**O que fazer:**
1) Copie do relato sobre o Clube de Leitura o trecho que vai de "Só quem viveu" até "do que imaginava............".
2) Liste todos os nomes próprios que aparecem no relato sobre o Clube de Leitura.

═════ Texto apresentado ═════

Só quem viveu a reunião do dia 11 de março pode contar o quanto foi animada. Devido ao Carnaval, o encontro, regado a champanhe e caju, ocorreu excepcionalmente na segunda sexta-feira do mês. A proximidade da festa não reduziu o número de presentes. Pelo contrário. Tivemos novos participantes e mais de um deles compartilharam estórias similares de que realizavam o desejo que há tempos tinham de ir aos encontros do Clube de Leitura. Também, como prova de que este clube tem história, tivemos o bem vindo retorno de um freqüentador da fase Ver & Dicto.

Participei ontem pela primeira vez do grupo e gostei mais do que imaginava............
senti um encantamento, apenas pelo fato de estar numa discussão sobre um livro lido por diversas pessoas interessadas em trocar idéias, não somente sobre o conteúdo literário, mas também sobre as emoções e lembranças suscitadas com a leitura.
Este sentimento me fez perceber como minha paixão pela leitura tem sido absolutamente solitária, pois raramente tenho com quem trocar idéias sobre um livro...às vezes tento estimular comentando sobre algo que li, mas não são muitas as pessoas que eu conheço que encontram na leitura o prazer que me fascina e acabo preferindo manter somente pra mim este meu pequeno prazer........
Acordei me perguntando porque demorei tanto tempo para participar do grupo.......

Também tive a mesma sensação que você sentiu. Cheguei a escrever na época exatamente o que você escreveu, que eu era um leitor solitário. E o Clube tornou-se uma experiência enriquecedora para mim, minhas leituras nunca mais foram as mesmas.

═════ Dados fornecidos ═════

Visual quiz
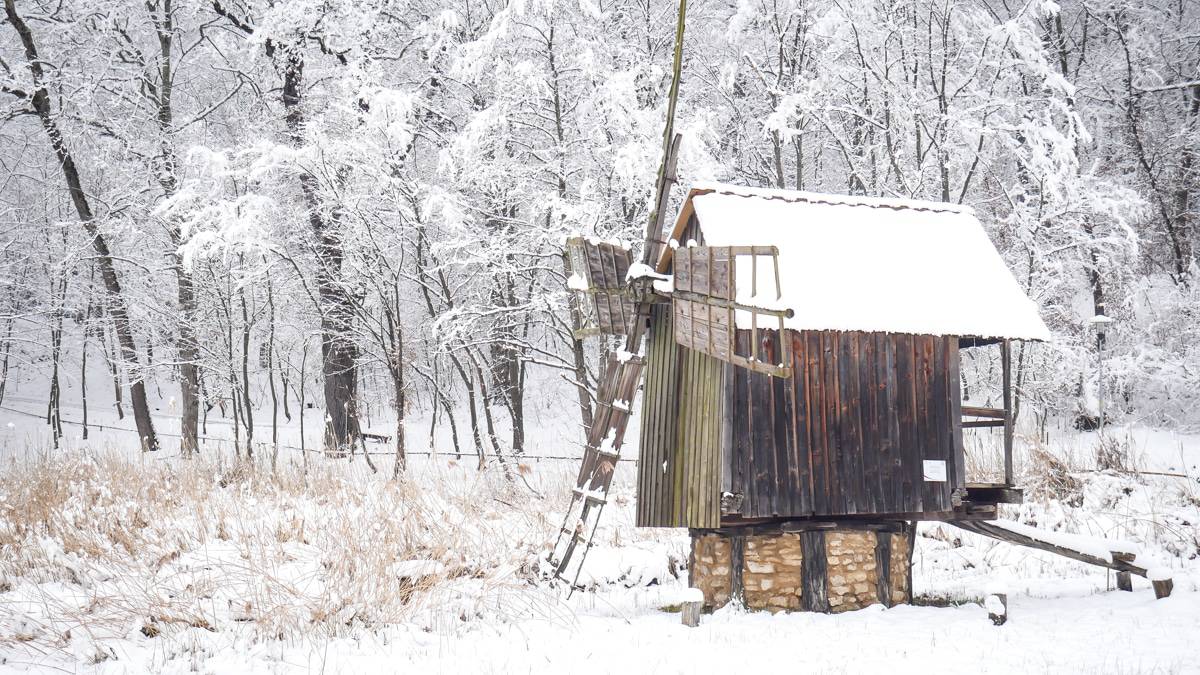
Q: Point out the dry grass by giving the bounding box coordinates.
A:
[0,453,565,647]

═════
═════ Dados fornecidos ═════

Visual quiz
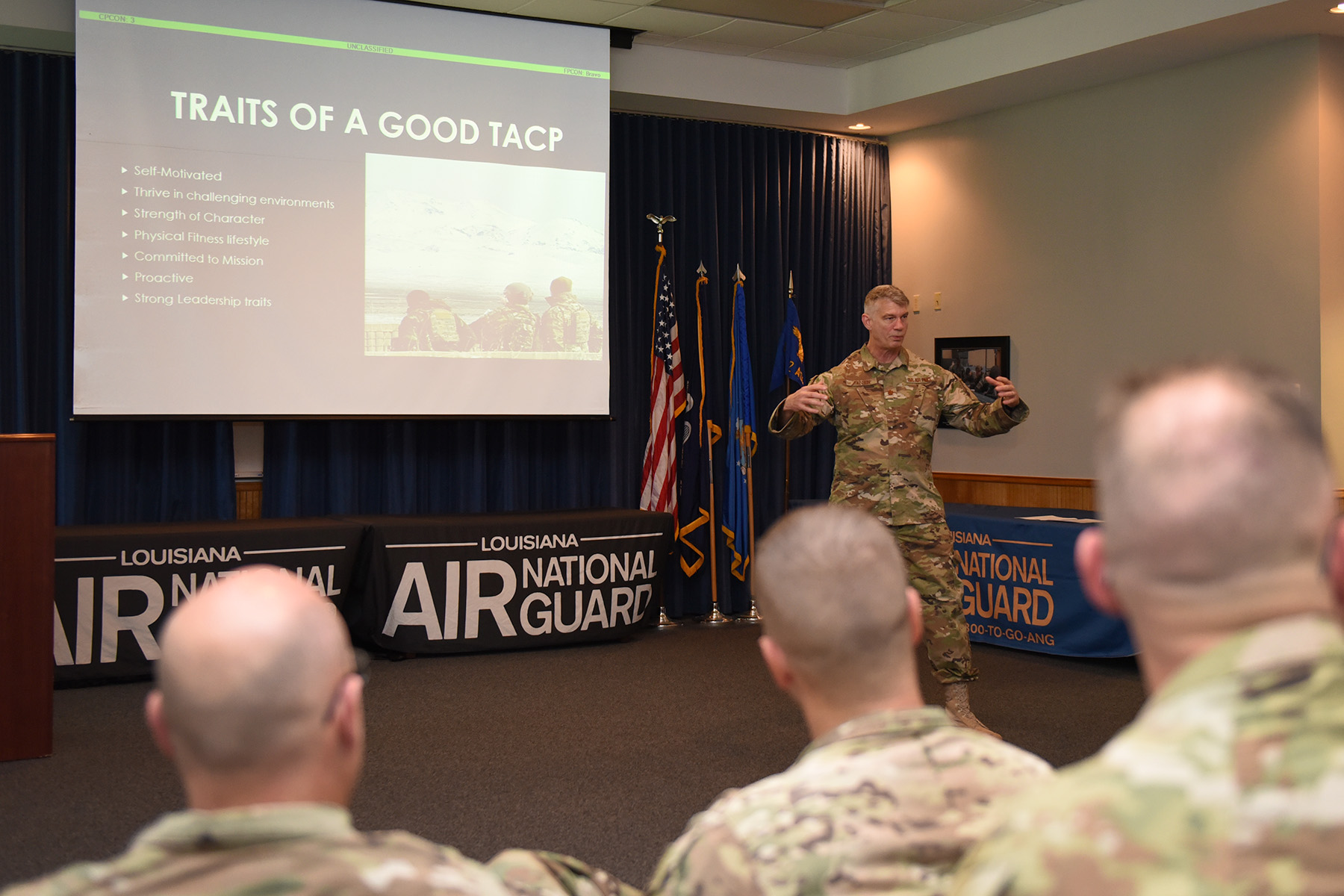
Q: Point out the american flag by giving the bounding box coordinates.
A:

═════
═════ Dados fornecidos ═════

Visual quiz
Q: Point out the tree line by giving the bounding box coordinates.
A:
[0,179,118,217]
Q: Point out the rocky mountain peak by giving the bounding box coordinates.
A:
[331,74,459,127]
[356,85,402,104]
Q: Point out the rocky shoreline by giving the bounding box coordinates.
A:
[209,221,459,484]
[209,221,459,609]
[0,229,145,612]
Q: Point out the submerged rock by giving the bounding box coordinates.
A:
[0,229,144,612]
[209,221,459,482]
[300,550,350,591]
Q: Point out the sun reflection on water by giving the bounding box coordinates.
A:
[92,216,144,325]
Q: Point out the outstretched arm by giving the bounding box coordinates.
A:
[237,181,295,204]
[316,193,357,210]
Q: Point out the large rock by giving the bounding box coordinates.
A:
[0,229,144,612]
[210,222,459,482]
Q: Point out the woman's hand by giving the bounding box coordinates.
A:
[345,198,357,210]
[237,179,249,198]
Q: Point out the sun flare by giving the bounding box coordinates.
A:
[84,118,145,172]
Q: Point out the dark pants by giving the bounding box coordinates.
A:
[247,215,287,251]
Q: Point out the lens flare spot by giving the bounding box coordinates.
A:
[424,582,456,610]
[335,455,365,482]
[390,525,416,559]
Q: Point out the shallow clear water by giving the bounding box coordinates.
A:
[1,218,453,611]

═════

**Respostas esperadas:**
1)
Só quem viveu a reunião do dia 11 de março pode contar o quanto foi animada. Devido ao Carnaval, o encontro, regado a champanhe e caju, ocorreu excepcionalmente na segunda sexta-feira do mês. A proximidade da festa não reduziu o número de presentes. Pelo contrário. Tivemos novos participantes e mais de um deles compartilharam estórias similares de que realizavam o desejo que há tempos tinham de ir aos encontros do Clube de Leitura. Também, como prova de que este clube tem história, tivemos o bem vindo retorno de um freqüentador da fase Ver & Dicto.

Participei ontem pela primeira vez do grupo e gostei mais do que imaginava............

2)
Carnaval
Clube de Leitura
Ver & Dicto